**Exercise directions**
Please print each record below exactly as it is written.

**Supplied records**
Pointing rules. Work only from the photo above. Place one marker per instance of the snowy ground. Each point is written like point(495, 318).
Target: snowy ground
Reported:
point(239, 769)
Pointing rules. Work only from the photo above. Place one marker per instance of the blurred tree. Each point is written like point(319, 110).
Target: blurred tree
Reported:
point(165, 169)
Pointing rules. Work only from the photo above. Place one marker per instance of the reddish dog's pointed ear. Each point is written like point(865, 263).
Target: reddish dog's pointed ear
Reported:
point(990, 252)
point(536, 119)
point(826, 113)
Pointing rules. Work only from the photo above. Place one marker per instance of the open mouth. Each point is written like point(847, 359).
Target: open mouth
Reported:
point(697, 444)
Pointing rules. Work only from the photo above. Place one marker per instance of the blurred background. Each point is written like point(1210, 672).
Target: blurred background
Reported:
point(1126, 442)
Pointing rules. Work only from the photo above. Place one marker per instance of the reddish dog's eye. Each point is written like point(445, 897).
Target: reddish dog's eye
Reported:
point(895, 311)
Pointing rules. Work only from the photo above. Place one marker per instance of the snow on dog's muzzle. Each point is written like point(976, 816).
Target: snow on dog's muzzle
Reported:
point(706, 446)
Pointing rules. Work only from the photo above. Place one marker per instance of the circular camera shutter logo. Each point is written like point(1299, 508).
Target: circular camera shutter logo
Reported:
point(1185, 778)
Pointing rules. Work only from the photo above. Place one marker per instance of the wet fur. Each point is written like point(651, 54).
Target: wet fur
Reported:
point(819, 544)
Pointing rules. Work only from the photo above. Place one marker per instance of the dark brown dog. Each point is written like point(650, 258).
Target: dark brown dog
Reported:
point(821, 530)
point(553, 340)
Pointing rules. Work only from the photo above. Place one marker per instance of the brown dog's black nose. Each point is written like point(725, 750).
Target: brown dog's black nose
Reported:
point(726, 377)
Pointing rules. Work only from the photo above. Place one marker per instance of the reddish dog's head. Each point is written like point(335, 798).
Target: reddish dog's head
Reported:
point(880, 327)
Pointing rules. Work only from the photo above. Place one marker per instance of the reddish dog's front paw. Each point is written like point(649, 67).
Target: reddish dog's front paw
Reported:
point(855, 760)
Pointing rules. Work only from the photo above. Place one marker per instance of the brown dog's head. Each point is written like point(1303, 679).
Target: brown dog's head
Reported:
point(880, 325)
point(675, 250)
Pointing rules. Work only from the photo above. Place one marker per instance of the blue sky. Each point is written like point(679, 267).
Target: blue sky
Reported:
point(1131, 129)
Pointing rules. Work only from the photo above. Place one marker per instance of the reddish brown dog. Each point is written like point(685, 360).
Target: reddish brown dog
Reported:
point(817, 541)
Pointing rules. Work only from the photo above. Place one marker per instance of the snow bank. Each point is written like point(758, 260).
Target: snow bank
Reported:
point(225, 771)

**Response area**
Pointing rules. Work only from the photo above. Place one marker per instance of the snowy ground. Each point is written like point(495, 318).
Target: snowy ground
Reported:
point(239, 769)
Pointing rules. Work only from the photo above. Place one marker per instance of the blurred tree. Each point is written like point(319, 110).
Target: blurred tree
Reported:
point(165, 169)
Pointing rules. Work only from the photo above. Place one marker per instance of the reddish dog's pointed ear. Each point is written like point(865, 263).
Target: reddish dog's pointed ear
Reported:
point(990, 252)
point(536, 119)
point(826, 113)
Pointing rules. Work only from the photo above. Place one marker per instance of the open mouth. Each point is written like point(847, 359).
Target: open mouth
Reported:
point(697, 444)
Pointing rules. Work only from the photo above. Place one marker per instance of the blurred background. Each point is written like point(1210, 672).
Target: blurred background
Reported:
point(1126, 442)
Pointing rules. Work only from the photo above. Place one marker per instance of the reddish dog's eye. Each point is written like point(445, 897).
Target: reddish dog's eye
Reported:
point(895, 311)
Pointing rules. Work only from the photo above. Place one marker per instance of the snow on dog's muzzle. Each point is written like point(976, 816).
Target: snow on dog's muzzle
Reported:
point(706, 446)
Pointing rules. Work only from the photo above. Place one marker per instance of the circular camera shutter logo. Each point is written like point(1299, 508).
Target: circular camera shutter logo
Reported:
point(1185, 778)
Pointing rules. Work only from the photo above. Place one marker per instance of the wet fur. Each point is written like point(651, 54).
Target: wet fur
Reported:
point(819, 544)
Pointing rules. Work only from the photo above. Place one marker per instance of the dark brown dog. Each point is written like point(650, 258).
Target: dark brown dog
Reported:
point(821, 530)
point(553, 340)
Pointing rules. Work only from the photo above. Place one marker per instance of the brown dog's black nose. Each point is written like point(725, 750).
Target: brown dog's black nose
Reported:
point(726, 377)
Pointing rules. Work only from the photo above. Place one marker per instance of the reddish dog's head. Each point is written like point(335, 798).
Target: reddish dog's head
Reported:
point(880, 327)
Pointing rules. Work only from the photo above. Place one marker per instance of the reddish dog's front paw. Each point is written like point(649, 67).
Target: reddish dog's front paw
Reported:
point(855, 760)
Pointing rules. Work only from the photo above. Place one marker per instance of the brown dog's head. Each point is written like point(1303, 679).
Target: brown dog's head
Reported:
point(880, 325)
point(675, 250)
Pointing rules. Work only from the photo above. Place one marker per instance of the blue sky. Each point is written like point(679, 267).
Target: blue sky
Reported:
point(1131, 129)
Pointing rules. Work only from the photo above. Place one marker per instance of the reddish brown dog. Each point is written like point(685, 360).
Target: reddish brown dog
Reported:
point(817, 541)
Pointing rules. Work only from the photo above. Place one marker per instance of the snow bank. Each point is written like point(758, 260).
Target: snow bank
Reported:
point(225, 771)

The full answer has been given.